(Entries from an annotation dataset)
--- Begin ---
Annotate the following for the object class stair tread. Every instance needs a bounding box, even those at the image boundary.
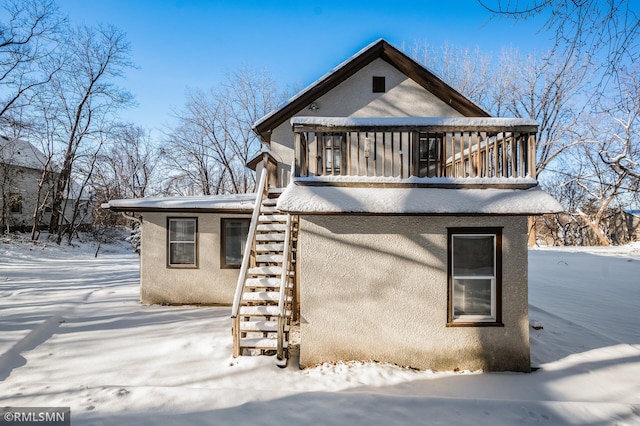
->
[242,291,280,302]
[256,254,284,263]
[244,277,280,288]
[240,337,288,349]
[256,223,287,232]
[260,204,282,214]
[256,233,284,241]
[256,243,284,253]
[258,215,287,223]
[240,321,289,333]
[240,305,291,317]
[247,266,282,277]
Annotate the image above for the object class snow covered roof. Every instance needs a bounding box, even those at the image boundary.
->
[102,194,256,213]
[290,117,538,132]
[253,39,489,134]
[0,136,52,170]
[277,183,563,215]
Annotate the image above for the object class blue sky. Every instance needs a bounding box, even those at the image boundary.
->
[58,0,549,133]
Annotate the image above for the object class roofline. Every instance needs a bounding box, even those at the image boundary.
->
[101,204,253,215]
[253,39,491,140]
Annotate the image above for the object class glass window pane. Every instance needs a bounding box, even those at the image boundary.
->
[224,220,249,266]
[169,219,196,242]
[453,279,493,317]
[453,235,495,276]
[169,243,196,265]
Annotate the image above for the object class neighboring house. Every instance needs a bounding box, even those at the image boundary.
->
[106,40,561,371]
[0,136,93,231]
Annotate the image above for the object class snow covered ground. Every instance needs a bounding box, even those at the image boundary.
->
[0,235,640,425]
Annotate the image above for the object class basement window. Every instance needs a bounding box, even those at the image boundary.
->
[447,228,502,326]
[220,218,250,269]
[373,75,387,93]
[9,193,22,214]
[167,217,198,268]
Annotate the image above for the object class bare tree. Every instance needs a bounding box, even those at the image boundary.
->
[599,67,640,181]
[92,124,159,202]
[0,0,65,132]
[478,0,640,94]
[406,41,496,108]
[491,49,588,175]
[49,26,131,244]
[163,68,282,195]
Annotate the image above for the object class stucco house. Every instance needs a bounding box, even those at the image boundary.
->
[0,135,93,231]
[106,40,561,371]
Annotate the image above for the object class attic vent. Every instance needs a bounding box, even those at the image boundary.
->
[373,75,386,93]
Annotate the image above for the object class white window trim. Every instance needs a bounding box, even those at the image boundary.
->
[450,233,498,322]
[167,217,198,268]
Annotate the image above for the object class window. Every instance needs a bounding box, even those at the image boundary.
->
[9,193,22,213]
[323,132,347,175]
[167,217,198,267]
[448,228,502,325]
[373,75,386,93]
[220,218,250,268]
[417,132,442,177]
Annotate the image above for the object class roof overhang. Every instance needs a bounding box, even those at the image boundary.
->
[102,194,256,213]
[277,183,564,216]
[253,39,490,141]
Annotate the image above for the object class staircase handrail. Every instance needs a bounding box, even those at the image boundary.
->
[231,168,267,320]
[276,214,292,359]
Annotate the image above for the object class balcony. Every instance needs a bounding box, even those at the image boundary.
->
[291,117,538,189]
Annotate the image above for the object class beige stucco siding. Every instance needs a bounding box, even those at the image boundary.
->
[271,59,461,186]
[298,216,530,371]
[140,213,250,305]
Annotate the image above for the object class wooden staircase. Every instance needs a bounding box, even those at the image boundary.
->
[232,192,298,364]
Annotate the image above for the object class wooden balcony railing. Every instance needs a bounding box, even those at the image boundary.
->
[291,117,538,184]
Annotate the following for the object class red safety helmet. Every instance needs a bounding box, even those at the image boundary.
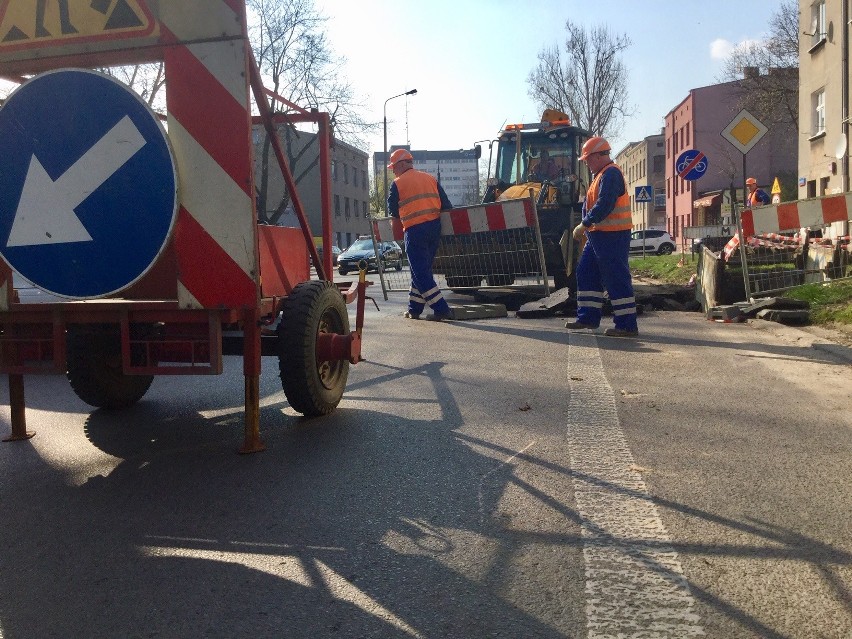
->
[388,149,414,169]
[580,136,612,160]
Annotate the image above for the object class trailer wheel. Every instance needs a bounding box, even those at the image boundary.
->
[485,273,515,286]
[278,280,349,417]
[445,275,482,289]
[66,325,154,409]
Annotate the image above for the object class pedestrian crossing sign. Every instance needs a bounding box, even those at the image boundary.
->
[633,185,654,202]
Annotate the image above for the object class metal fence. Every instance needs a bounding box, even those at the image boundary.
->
[372,198,550,292]
[722,195,852,297]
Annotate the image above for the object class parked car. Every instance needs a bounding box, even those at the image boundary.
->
[311,244,343,266]
[630,229,675,255]
[12,271,62,304]
[337,236,402,275]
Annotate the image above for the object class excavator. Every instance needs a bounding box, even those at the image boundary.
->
[435,109,591,291]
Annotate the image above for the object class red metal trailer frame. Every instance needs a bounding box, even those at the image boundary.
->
[0,0,369,452]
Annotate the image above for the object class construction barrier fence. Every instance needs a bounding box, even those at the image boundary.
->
[722,194,852,298]
[373,198,547,291]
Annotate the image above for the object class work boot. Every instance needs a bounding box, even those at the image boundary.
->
[565,320,597,330]
[426,310,455,322]
[604,328,639,337]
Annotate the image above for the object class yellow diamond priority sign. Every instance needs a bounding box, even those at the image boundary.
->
[0,0,155,50]
[722,109,769,154]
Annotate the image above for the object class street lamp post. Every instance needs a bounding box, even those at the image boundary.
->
[382,89,417,217]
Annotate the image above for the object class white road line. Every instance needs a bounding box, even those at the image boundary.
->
[568,334,704,639]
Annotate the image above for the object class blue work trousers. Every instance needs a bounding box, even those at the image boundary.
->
[405,220,450,315]
[577,231,638,331]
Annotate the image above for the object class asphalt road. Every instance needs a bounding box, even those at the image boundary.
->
[0,291,852,639]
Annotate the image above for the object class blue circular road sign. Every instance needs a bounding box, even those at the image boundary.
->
[0,69,178,299]
[675,149,709,180]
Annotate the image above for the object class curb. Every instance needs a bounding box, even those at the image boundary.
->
[748,319,852,364]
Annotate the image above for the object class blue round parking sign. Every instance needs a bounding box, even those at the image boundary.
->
[675,149,709,180]
[0,69,177,299]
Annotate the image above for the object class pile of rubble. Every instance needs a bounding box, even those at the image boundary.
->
[707,297,811,326]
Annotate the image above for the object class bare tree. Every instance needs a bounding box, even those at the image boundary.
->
[720,0,799,126]
[527,20,633,137]
[246,0,378,224]
[99,61,166,113]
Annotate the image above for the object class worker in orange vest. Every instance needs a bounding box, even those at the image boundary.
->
[565,137,639,337]
[388,149,453,321]
[746,178,769,208]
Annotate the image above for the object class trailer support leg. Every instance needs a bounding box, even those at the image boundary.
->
[3,373,35,442]
[240,309,266,455]
[240,375,266,455]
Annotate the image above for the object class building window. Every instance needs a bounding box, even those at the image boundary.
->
[811,88,825,136]
[810,0,828,49]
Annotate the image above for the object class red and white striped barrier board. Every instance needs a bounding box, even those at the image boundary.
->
[159,0,259,308]
[742,193,852,237]
[373,198,535,241]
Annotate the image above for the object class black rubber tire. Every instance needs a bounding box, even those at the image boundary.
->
[278,280,349,417]
[485,273,515,286]
[445,275,482,289]
[66,325,154,409]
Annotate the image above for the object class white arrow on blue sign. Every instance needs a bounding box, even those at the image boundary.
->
[675,149,709,180]
[633,185,654,202]
[0,69,177,299]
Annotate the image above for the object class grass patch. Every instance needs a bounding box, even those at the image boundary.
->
[630,254,852,325]
[784,280,852,324]
[630,254,698,284]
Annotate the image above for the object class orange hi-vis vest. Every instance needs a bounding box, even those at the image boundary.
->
[394,169,441,229]
[586,163,633,231]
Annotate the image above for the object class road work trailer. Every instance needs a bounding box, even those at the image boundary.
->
[0,0,368,452]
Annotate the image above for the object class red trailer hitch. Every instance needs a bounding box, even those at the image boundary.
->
[317,262,379,364]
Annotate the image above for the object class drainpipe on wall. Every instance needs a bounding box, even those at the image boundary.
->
[840,0,849,195]
[840,0,849,241]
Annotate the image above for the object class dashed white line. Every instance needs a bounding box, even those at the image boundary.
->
[568,334,704,639]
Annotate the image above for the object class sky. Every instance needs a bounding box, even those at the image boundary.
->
[314,0,778,156]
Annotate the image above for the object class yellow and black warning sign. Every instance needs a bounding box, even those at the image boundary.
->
[0,0,155,49]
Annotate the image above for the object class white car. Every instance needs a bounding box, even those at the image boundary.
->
[630,229,675,255]
[12,271,63,304]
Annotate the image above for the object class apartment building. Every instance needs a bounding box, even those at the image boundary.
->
[664,75,798,243]
[254,126,370,249]
[615,133,666,230]
[798,0,850,219]
[373,145,480,206]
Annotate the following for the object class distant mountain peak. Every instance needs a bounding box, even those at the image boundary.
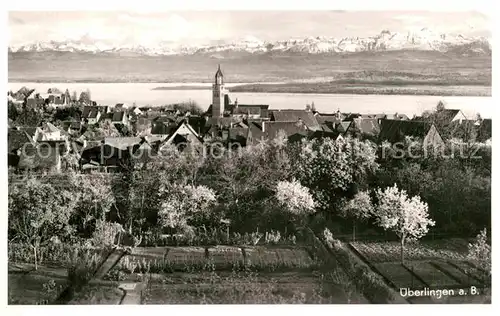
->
[9,27,491,56]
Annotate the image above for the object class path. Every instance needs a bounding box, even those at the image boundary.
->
[93,248,127,279]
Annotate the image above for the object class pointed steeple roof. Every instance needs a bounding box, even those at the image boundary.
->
[215,64,224,81]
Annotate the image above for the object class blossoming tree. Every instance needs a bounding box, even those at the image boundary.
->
[375,185,435,263]
[276,179,316,228]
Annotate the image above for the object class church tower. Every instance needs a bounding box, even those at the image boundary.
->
[212,65,225,117]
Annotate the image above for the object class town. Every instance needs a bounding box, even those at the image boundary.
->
[8,66,492,172]
[7,65,492,304]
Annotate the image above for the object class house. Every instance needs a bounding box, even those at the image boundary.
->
[313,109,347,121]
[151,115,179,136]
[111,111,128,125]
[82,105,103,125]
[270,110,321,131]
[114,103,129,112]
[205,65,269,118]
[434,109,467,125]
[61,121,83,135]
[379,120,444,146]
[99,112,129,126]
[227,127,251,147]
[377,113,410,121]
[80,137,143,172]
[247,120,309,145]
[345,117,380,139]
[17,141,69,172]
[159,120,203,152]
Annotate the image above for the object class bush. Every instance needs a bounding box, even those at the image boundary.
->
[92,220,123,247]
[67,249,101,292]
[323,228,395,303]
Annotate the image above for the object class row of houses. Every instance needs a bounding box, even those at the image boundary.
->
[8,66,491,171]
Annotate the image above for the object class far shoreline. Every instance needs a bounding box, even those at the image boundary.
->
[8,80,492,97]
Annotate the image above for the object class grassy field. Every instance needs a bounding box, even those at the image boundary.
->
[350,239,490,303]
[68,285,124,305]
[117,246,318,272]
[108,246,368,304]
[7,264,67,305]
[350,239,467,263]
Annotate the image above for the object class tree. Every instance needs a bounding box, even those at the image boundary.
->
[158,184,216,231]
[94,120,121,137]
[342,191,374,241]
[85,89,92,103]
[288,138,378,212]
[467,228,491,276]
[375,185,435,264]
[436,101,445,112]
[276,179,316,225]
[8,178,78,270]
[78,91,91,105]
[75,174,115,235]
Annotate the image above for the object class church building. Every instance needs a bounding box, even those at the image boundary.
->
[206,65,269,121]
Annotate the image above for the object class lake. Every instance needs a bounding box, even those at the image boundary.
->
[7,82,494,118]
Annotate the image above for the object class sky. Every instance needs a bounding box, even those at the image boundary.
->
[8,10,491,46]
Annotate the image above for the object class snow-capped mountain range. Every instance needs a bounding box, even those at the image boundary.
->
[9,28,491,56]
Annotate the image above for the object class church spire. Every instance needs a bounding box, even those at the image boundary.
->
[215,64,224,84]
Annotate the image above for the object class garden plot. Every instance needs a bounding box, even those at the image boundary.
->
[350,242,464,263]
[208,246,244,267]
[374,262,425,289]
[276,248,313,268]
[245,247,313,268]
[8,266,67,305]
[165,247,207,267]
[144,272,367,304]
[68,285,124,305]
[448,261,489,285]
[409,262,460,288]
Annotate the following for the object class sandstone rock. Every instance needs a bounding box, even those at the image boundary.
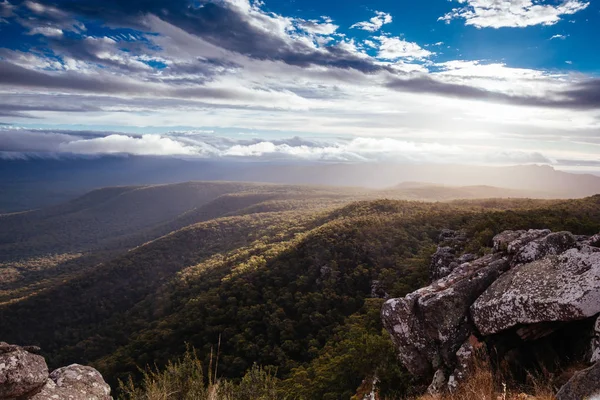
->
[371,280,390,299]
[512,232,577,265]
[429,229,477,282]
[590,316,600,363]
[382,254,509,377]
[427,369,446,396]
[30,364,112,400]
[448,335,488,392]
[471,247,600,335]
[556,363,600,400]
[429,247,459,281]
[585,233,600,247]
[0,342,48,399]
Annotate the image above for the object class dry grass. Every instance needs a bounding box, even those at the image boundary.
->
[417,360,555,400]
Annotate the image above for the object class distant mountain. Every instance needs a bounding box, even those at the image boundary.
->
[0,156,600,213]
[0,192,600,399]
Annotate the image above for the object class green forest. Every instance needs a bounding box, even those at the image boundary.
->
[0,183,600,399]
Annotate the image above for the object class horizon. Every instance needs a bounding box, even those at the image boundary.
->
[0,0,600,174]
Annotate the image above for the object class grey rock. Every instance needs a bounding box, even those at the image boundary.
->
[492,229,551,255]
[427,369,446,396]
[448,336,489,392]
[382,254,509,377]
[471,246,600,335]
[512,232,577,265]
[30,364,112,400]
[585,233,600,247]
[457,253,477,264]
[371,280,390,299]
[0,342,48,399]
[590,316,600,363]
[556,363,600,400]
[429,246,459,281]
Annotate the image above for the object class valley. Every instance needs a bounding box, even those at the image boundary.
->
[0,182,600,399]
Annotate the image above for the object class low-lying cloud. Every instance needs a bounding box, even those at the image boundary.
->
[0,127,553,165]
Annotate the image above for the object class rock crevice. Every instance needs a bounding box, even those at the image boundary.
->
[382,229,600,396]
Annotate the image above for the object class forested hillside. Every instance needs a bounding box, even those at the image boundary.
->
[0,184,600,399]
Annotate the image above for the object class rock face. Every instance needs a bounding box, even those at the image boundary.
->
[471,246,600,335]
[556,363,600,400]
[0,342,48,399]
[429,229,470,281]
[382,254,509,376]
[0,342,112,400]
[382,229,600,394]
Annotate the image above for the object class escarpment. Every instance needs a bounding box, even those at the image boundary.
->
[382,229,600,400]
[0,342,112,400]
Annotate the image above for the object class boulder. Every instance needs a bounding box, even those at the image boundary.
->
[556,363,600,400]
[382,254,509,377]
[512,232,577,265]
[0,342,112,400]
[382,229,600,390]
[0,342,48,399]
[427,369,446,396]
[30,364,112,400]
[429,229,477,282]
[429,246,459,281]
[448,335,489,392]
[471,246,600,335]
[590,316,600,363]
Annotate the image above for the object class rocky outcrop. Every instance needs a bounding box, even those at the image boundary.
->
[590,317,600,362]
[0,342,48,399]
[0,342,112,400]
[382,254,509,376]
[382,229,600,389]
[429,229,472,281]
[556,363,600,400]
[471,246,600,335]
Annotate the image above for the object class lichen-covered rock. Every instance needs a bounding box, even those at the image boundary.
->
[556,363,600,400]
[30,364,111,400]
[429,229,476,282]
[512,232,577,265]
[471,246,600,335]
[427,369,446,396]
[382,254,509,377]
[429,247,459,281]
[590,316,600,363]
[448,335,489,392]
[0,342,48,399]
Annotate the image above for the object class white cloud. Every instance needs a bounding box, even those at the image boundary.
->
[298,17,339,36]
[350,11,392,32]
[28,26,63,37]
[550,34,569,40]
[375,36,435,60]
[438,0,590,28]
[58,134,196,155]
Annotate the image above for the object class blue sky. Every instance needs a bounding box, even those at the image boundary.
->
[0,0,600,170]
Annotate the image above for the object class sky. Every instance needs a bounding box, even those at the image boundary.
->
[0,0,600,172]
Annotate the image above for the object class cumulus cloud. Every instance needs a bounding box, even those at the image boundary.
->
[375,36,434,60]
[350,11,392,32]
[0,127,564,164]
[297,17,339,35]
[59,135,195,155]
[438,0,590,28]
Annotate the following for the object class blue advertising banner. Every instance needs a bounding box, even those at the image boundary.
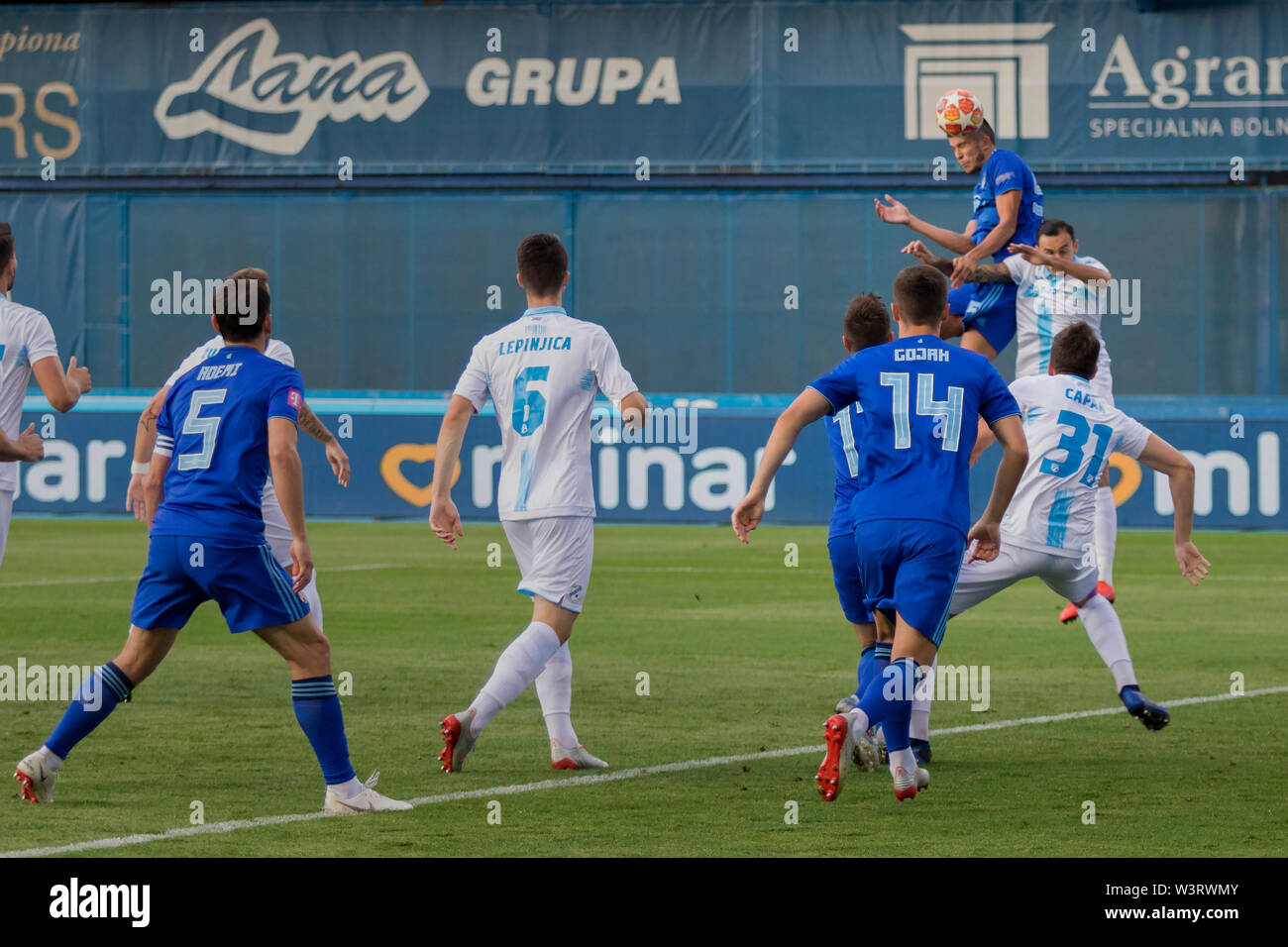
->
[14,395,1288,530]
[0,0,1288,181]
--- End ---
--- AIM OF THE TASK ---
Output the lines from the one containing "Annotate the image above for the object class green" through the one containing "[0,182,600,399]", both included, as a JSON list of strings with one string per line and blank lines left out.

--- RESPONSE FOR THIS EXERCISE ---
[
  "Annotate the image above for the object class green forest. Every instance needs a bounding box, even those at the image boundary.",
  "->",
  "[0,183,600,399]",
  "Annotate the image above for the object class horizon. Every instance needs a bounding box, even those at the image boundary.",
  "->",
  "[0,0,600,174]",
  "Annotate the image above for the object class grey rock. Every instance needs a bounding box, even those at the image boundary.",
  "->",
  "[492,229,551,255]",
  "[427,369,446,396]",
  "[448,336,489,392]",
  "[382,254,509,377]",
  "[471,246,600,335]",
  "[512,232,577,265]",
  "[30,364,112,400]",
  "[585,233,600,247]",
  "[457,253,477,264]",
  "[371,280,390,299]",
  "[0,342,48,399]",
  "[590,316,600,363]",
  "[556,363,600,400]",
  "[429,246,459,281]",
  "Annotate the image above for the object class valley. Every instance needs a bounding box, even those at the image boundary.",
  "->",
  "[0,182,600,399]"
]